● Task directions
Can you reproduce, character for character, the lines of the listing below from the line with "Task: set one pin on each instance of the dark" through the end of the listing?

---------- The data ----------

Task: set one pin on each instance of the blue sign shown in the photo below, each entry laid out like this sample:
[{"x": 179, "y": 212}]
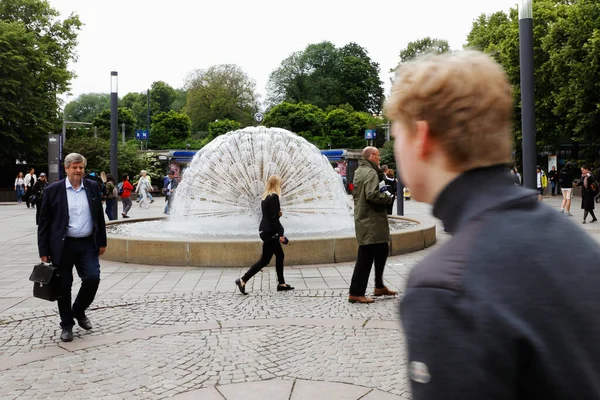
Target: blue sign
[
  {"x": 142, "y": 134},
  {"x": 370, "y": 134}
]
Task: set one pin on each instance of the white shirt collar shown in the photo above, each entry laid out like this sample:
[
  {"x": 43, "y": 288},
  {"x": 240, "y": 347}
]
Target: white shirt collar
[{"x": 68, "y": 183}]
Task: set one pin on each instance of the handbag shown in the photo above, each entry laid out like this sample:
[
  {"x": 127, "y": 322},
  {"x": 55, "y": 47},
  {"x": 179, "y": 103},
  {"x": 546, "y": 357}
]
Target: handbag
[{"x": 46, "y": 282}]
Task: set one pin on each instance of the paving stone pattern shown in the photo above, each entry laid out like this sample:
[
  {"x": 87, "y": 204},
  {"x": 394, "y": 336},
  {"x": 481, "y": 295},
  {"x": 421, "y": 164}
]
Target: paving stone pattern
[{"x": 185, "y": 332}]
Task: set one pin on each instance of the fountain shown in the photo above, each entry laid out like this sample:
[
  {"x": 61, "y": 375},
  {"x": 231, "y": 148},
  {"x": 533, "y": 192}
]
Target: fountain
[{"x": 216, "y": 210}]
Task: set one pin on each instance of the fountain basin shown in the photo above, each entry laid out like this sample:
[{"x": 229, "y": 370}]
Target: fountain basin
[{"x": 234, "y": 252}]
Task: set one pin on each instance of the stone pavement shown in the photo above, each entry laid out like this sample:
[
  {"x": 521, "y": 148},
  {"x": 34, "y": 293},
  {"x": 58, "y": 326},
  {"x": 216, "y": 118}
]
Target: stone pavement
[{"x": 184, "y": 332}]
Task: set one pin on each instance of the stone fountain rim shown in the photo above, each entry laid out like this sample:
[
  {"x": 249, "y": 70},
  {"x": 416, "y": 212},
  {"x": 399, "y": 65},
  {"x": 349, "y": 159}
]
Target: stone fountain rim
[{"x": 420, "y": 226}]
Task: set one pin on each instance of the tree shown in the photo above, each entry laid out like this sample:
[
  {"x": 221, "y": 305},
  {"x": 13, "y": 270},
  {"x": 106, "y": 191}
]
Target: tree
[
  {"x": 423, "y": 46},
  {"x": 306, "y": 120},
  {"x": 221, "y": 127},
  {"x": 324, "y": 75},
  {"x": 86, "y": 106},
  {"x": 566, "y": 61},
  {"x": 35, "y": 50},
  {"x": 220, "y": 92},
  {"x": 168, "y": 127},
  {"x": 102, "y": 121},
  {"x": 161, "y": 97},
  {"x": 137, "y": 103}
]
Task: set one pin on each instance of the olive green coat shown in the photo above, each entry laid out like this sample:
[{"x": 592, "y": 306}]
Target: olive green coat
[{"x": 370, "y": 215}]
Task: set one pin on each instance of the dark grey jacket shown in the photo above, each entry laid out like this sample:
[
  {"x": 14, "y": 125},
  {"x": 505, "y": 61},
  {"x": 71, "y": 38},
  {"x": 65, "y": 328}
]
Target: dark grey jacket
[{"x": 509, "y": 308}]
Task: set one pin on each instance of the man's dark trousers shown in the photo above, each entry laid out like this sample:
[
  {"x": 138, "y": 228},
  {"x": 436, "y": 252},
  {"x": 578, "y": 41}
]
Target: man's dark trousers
[
  {"x": 82, "y": 253},
  {"x": 368, "y": 254}
]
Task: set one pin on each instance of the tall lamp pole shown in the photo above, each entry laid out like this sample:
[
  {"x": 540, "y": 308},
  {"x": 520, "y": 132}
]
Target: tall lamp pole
[
  {"x": 527, "y": 93},
  {"x": 114, "y": 131}
]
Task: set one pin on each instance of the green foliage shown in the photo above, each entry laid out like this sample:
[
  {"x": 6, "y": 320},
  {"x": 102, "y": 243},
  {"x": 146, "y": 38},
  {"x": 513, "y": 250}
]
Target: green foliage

----------

● Written answer
Task: set one pin on each instance of the dark grey jacket shown in the photo above, each entry laid out like this sample:
[
  {"x": 14, "y": 125},
  {"x": 505, "y": 61},
  {"x": 71, "y": 38},
  {"x": 65, "y": 328}
]
Target: dark grey jacket
[{"x": 509, "y": 308}]
Task: set one pin on each instance of the man's dark trousers shown in the photo above, each entry laid out like this sample:
[
  {"x": 138, "y": 228},
  {"x": 436, "y": 252},
  {"x": 578, "y": 41}
]
Target: man's dark trousers
[
  {"x": 82, "y": 253},
  {"x": 368, "y": 254}
]
Task: set one pin on each instance of the tall lamp pole shown in the photo above, each entry laid out like this sample:
[
  {"x": 540, "y": 308},
  {"x": 520, "y": 132}
]
Target: tall lamp pole
[
  {"x": 527, "y": 93},
  {"x": 114, "y": 131}
]
Task: set one pin on each instance of the green foliage shown in the photo above, each entry laid out like this sample:
[
  {"x": 6, "y": 320},
  {"x": 102, "y": 243},
  {"x": 146, "y": 38},
  {"x": 513, "y": 250}
]
Target: green foliage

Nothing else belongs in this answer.